PASSAGE PROVIDED:
The Dutch thinker advocates global open borders, a universal basic income and a 15-hour working week. 

History consists of the impossible becoming the inevitable. Universal suffrage, the abolition of slavery and the welfare state were all once dismissed as fantastical dreams. But in the Western world, politics today often feels devoid of the idealism and ambition of previous generations. As the mainstream left has struggled to define its purpose, the right has offered superficially seductive solutions (from Brexit to border walls).

One of those seeking to resolve what he calls a “crisis of imagination” is the Dutch historian and journalist Rutger Bregman. His book Utopia for Realists advocates policies including a universal basic income (a guaranteed minimum salary for all citizens), a 15-hour working week and global open borders. Since its publication last year, Bregman’s manifesto has been translated into more than 20 languages, establishing him as one of Europe’s pre-eminent young thinkers.

“I was born in 1988, one year before the fall of the Berlin Wall, and people of my generation were taught that utopian dreams are dangerous,” Bregman recalled when we met for coffee at the London office of his publisher Bloomsbury. A softly-spoken but forceful character, dressed casually in a light blue jacket, jeans and Nike Air trainers, Bregman continued: “It seemed that the age of big ideas was over. Politics had just become technocracy and politicians just managers.”

Bregman’s imagination was fired by anarchist thinkers such as the Russian philosopher Peter Kropotkin. He identifies with the left libertarian tradition, which emphasises individual freedom from both market and state domination. Another formative influence was Russell Jacoby, Bregman’s history professor at the University of California, Los Angeles, whose book The Last Intellectuals (2000) lamented the decline of the polymath in an era of academic specialisation. Utopia for Realists, a rigorously argued and lucidly written work, fuses insights from history, politics, philosophy and economics. Bregman echoes Oscar Wilde’s sentiment: “A map of the world that does not include Utopia is not worth even glancing at.”

TASK REQUIREMENTS:
**1.** Duplicate a portion of the profile of Rutger Bregman word for word, starting with "The Dutch thinker" and going on through "to border walls).".
**2.** Summarize the profile of Rutger Bregman in two sentences.
**3.** Take the profile of Rutger Bregman further, continuing from the point where it stops.
The records that come next are not needed.

INFORMATION GIVEN:
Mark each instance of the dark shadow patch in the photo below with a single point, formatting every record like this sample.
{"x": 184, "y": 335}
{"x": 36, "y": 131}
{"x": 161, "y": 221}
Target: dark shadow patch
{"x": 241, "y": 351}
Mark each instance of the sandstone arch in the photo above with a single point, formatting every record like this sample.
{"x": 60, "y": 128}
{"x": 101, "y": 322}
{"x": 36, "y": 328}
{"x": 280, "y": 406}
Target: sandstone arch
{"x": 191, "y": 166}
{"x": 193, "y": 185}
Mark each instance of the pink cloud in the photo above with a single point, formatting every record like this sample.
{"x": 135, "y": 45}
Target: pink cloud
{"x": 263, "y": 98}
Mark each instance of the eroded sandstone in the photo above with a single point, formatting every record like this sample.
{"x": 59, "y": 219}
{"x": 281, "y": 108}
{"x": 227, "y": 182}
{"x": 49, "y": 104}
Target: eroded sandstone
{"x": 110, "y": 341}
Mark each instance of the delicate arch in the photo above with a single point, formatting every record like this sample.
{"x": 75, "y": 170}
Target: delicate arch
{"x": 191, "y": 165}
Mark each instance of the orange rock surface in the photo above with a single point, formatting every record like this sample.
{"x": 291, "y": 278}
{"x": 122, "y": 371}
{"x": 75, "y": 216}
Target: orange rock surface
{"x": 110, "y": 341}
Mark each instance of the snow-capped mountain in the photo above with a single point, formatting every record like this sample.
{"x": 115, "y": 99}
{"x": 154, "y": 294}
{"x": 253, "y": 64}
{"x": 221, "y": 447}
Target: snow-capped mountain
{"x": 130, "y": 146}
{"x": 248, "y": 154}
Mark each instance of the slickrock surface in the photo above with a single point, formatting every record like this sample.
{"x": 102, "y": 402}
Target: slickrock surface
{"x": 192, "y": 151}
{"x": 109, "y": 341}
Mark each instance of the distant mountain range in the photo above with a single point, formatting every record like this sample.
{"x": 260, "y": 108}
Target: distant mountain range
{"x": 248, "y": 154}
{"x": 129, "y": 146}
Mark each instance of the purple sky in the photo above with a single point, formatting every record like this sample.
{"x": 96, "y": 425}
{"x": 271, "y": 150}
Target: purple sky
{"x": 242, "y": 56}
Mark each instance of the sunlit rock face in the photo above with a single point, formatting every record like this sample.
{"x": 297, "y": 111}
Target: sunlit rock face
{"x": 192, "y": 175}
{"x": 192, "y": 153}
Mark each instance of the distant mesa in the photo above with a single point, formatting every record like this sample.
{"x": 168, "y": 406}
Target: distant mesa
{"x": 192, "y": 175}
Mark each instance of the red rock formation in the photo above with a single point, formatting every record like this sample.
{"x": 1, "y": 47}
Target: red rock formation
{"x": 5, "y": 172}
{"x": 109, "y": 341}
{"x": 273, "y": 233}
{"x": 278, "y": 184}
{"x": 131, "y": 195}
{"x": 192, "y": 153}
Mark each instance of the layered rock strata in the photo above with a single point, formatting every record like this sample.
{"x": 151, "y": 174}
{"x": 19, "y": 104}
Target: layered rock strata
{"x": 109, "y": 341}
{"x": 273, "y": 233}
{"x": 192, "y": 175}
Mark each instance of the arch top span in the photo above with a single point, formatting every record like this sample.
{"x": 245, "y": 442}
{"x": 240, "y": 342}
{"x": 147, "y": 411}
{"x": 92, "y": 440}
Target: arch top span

OUTPUTS BY TASK:
**1.**
The Dutch thinker advocates global open borders, a universal basic income and a 15-hour working week. 

History consists of the impossible becoming the inevitable. Universal suffrage, the abolition of slavery and the welfare state were all once dismissed as fantastical dreams. But in the Western world, politics today often feels devoid of the idealism and ambition of previous generations. As the mainstream left has struggled to define its purpose, the right has offered superficially seductive solutions (from Brexit to border walls).

**2.** Dutch historian and journalist Rutger Bregman wants to resolve what he calls a "crisis of imagination," and his book Utopia for Realists argues for a universal basic income, a 15-hour working week and global open borders. Influenced by anarchist thinkers such as Peter Kropotkin and by his professor Russell Jacoby, Bregman says his generation was taught that utopian dreams are dangerous and that politics had become mere technocracy.

**3.**
Such romanticism partly filled the void left by Bregman’s loss of religious faith at the age of 18 (his father was a Protestant minister in the church opposite the family home in Zoetermeer, western Netherlands). “Maybe utopianism is my form of religion in a world without God,” Bregman mused.

For him, utopia is not a dogma to be ruthlessly imposed but a liberating and inclusive vision. It would be “completely ludicrous”, Bregman remarked, for a Western politician to suddenly propose global open borders. Rather, such ideals should animate progressive reforms: one could call it incremental utopianism.

“History will tell you that borders are not inevitable, they hardly existed at the end of the 19th century,” Bregman observed. “And the data is behind me.” Economists liken the present system to leaving “trillion-dollar bills on the sidewalk” and estimate that allowing migrants to move to any country they choose would increase global GDP by between 67 and 147 per cent.

The thoughtful Conservative MP Nick Boles recently objected to a universal basic income on the grounds that “mankind is hard-wired to work. We gain satisfaction from it. It gives us a sense of identity, purpose and belonging”.

Bregman did not dispute this but argued for a radical redefinition of work. “A YouGov poll in 2015 found that 37 per cent of British workers think their own job is absolutely meaningless,” he noted. Rather than such “bullshit jobs” (to use the anthropologist David Graeber’s phrase), work should be defined as “doing something of value, making this world a little more interesting, richer, beautiful – whether that’s paid or unpaid doesn’t really matter.”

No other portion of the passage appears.